Task to carry out - An exact copy of the lines from the one containing "column 185, row 209" through the end of the material is all that is wanted; transcribe only those.

Records to use -
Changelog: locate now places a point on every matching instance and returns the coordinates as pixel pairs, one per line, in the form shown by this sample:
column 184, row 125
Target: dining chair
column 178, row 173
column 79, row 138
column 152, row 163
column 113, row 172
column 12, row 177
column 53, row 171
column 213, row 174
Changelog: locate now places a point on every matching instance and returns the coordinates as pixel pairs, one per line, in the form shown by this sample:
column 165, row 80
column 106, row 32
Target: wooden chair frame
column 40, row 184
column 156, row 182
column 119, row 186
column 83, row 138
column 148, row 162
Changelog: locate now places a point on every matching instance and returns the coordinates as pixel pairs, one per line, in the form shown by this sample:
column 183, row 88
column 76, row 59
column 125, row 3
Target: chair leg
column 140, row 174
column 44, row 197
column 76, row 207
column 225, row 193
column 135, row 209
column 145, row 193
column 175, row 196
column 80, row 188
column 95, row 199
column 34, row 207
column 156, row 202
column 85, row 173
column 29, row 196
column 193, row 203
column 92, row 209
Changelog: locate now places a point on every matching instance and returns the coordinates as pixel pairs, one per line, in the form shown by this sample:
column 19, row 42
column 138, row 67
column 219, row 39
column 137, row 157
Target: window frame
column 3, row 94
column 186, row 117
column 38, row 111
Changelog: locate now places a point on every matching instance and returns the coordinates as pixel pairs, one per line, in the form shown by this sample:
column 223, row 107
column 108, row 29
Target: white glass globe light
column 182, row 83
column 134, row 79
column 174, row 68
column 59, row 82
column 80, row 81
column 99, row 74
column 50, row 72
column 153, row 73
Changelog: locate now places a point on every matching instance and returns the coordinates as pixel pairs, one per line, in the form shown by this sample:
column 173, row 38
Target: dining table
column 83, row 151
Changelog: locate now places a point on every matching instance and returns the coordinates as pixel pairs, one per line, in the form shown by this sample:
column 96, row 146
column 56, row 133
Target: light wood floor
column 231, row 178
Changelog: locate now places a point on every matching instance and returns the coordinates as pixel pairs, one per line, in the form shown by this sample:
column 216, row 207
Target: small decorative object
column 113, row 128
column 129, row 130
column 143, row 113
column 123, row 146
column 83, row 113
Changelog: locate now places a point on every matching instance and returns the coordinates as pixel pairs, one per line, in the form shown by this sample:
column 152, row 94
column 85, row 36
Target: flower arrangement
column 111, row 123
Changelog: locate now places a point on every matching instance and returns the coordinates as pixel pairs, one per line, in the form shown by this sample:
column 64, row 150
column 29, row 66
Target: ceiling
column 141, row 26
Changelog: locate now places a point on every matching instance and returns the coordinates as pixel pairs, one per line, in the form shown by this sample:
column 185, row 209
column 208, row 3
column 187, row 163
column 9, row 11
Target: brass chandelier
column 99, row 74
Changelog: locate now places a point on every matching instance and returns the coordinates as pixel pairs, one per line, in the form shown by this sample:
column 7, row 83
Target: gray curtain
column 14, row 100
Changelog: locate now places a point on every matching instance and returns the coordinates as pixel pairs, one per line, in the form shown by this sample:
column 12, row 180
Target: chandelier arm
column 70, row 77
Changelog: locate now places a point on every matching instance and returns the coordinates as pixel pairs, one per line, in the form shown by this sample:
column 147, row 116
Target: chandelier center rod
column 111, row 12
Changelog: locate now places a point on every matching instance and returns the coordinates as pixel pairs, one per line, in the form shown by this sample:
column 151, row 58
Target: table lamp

Result of this task -
column 185, row 209
column 208, row 3
column 187, row 163
column 9, row 11
Target: brass chandelier
column 99, row 74
Changelog: locate now places a point on every matching instance and returns the coordinates as pixel pairs, one per line, in the form shown by this sample:
column 7, row 83
Target: gray curtain
column 14, row 100
Changelog: locate now places a point on every matching instance and returns the coordinates as pixel pairs, one per line, in the form shown by this sample:
column 12, row 180
Target: chandelier arm
column 70, row 77
Changelog: locate now places a point on every matching instance and returns the coordinates as pixel pairs, one per line, in the form shown by this sample:
column 147, row 116
Target: chandelier center rod
column 111, row 12
Changelog: locate now places a point on every matching instance and returns the coordinates as pixel pairs, one per line, in the form shown by this sample:
column 151, row 58
Target: table lamp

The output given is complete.